◆ WHAT NEEDS TO BE DONE: Please count the lines of the records below that contain the string "flag" with matching case, and reply with only that number.
________________________________________
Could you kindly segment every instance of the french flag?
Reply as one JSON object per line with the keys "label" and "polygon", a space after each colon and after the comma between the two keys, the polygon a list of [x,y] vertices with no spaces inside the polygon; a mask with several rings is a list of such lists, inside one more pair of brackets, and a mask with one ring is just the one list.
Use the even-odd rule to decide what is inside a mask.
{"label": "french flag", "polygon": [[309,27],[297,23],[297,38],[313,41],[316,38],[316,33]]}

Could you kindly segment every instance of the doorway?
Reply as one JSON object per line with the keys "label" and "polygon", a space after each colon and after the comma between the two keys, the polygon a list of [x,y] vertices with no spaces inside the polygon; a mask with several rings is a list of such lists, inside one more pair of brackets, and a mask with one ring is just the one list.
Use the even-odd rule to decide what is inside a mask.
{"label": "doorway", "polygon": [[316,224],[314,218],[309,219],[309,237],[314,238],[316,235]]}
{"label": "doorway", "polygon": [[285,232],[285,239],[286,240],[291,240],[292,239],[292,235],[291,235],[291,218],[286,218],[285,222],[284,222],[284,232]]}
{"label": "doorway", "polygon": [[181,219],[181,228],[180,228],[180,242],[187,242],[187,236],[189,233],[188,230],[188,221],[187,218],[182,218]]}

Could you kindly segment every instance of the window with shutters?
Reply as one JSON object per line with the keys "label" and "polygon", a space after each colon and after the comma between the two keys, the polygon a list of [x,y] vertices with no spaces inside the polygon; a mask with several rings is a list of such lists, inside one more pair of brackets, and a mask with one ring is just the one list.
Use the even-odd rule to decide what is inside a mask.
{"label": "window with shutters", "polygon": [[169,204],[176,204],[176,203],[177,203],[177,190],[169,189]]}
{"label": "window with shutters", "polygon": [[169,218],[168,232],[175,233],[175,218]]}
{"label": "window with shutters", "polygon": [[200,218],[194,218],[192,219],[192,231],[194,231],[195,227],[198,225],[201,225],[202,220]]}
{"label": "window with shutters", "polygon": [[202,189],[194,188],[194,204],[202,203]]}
________________________________________
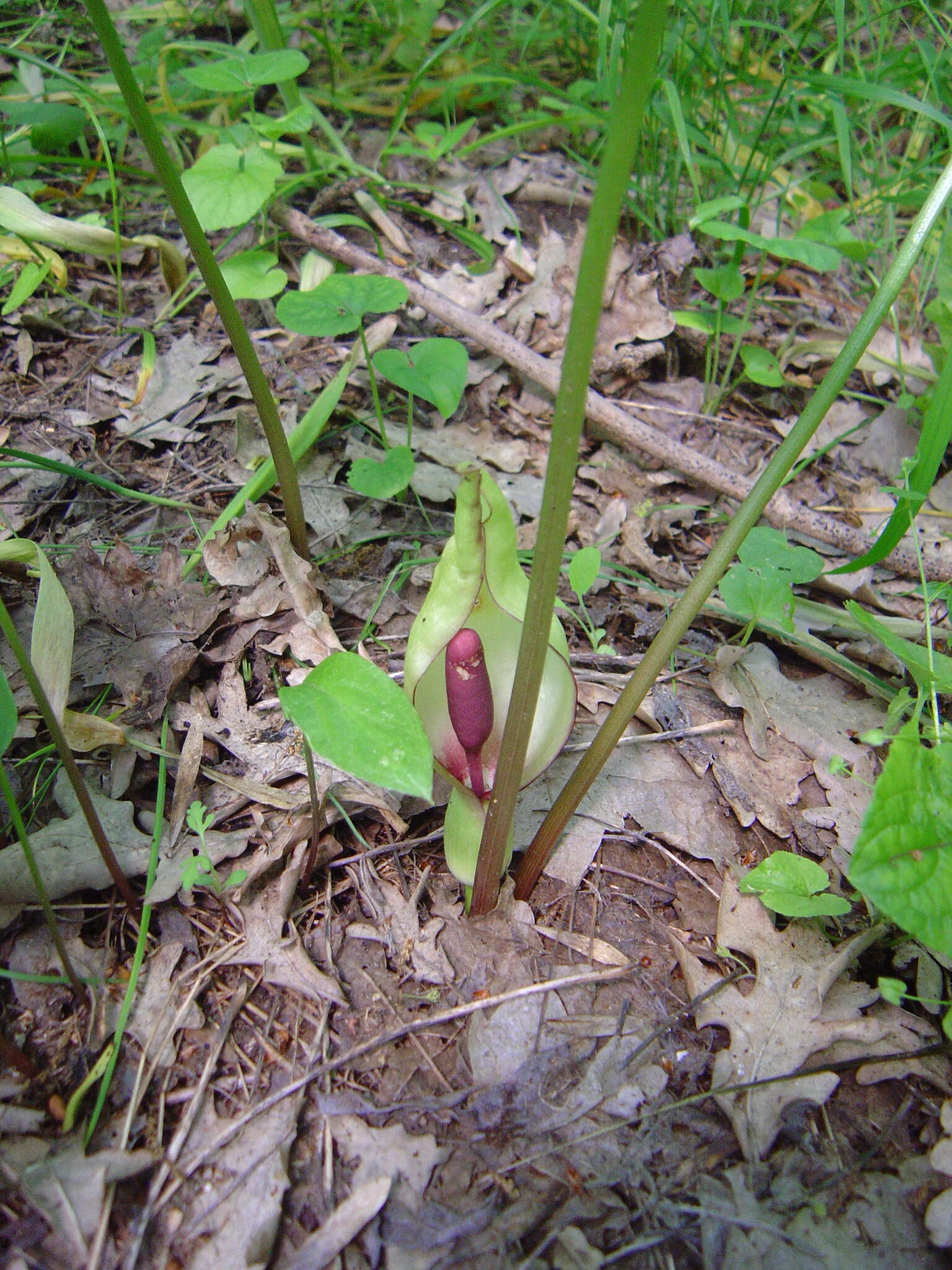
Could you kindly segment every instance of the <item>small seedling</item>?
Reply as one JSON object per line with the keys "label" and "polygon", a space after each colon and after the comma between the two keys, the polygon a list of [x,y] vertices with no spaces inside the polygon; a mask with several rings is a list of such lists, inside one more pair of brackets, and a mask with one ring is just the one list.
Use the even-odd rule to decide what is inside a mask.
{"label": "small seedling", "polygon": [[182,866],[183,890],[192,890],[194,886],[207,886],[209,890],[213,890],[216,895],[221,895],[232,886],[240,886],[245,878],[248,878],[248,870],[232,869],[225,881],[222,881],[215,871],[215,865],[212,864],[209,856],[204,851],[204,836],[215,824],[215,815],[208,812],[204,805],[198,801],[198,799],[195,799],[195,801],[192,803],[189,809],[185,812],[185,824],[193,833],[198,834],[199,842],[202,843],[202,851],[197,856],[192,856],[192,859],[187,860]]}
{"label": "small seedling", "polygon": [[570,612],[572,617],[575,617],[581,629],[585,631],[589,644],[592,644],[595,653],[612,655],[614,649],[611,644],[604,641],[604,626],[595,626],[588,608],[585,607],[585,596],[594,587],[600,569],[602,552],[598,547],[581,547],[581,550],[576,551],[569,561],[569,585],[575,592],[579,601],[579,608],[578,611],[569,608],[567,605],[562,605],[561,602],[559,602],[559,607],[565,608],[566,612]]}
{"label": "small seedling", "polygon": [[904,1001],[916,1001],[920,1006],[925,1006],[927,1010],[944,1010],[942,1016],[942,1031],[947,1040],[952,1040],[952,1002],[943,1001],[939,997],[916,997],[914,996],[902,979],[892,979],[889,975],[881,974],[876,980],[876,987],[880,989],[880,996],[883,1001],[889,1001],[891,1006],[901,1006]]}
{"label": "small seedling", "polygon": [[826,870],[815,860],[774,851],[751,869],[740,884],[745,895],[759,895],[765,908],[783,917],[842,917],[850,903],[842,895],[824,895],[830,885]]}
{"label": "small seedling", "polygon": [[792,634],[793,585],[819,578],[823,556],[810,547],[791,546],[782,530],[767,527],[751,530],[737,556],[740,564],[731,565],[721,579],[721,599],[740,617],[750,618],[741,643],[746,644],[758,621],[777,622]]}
________________________________________
◆ SOLUTION TO THIS PROBLEM: 2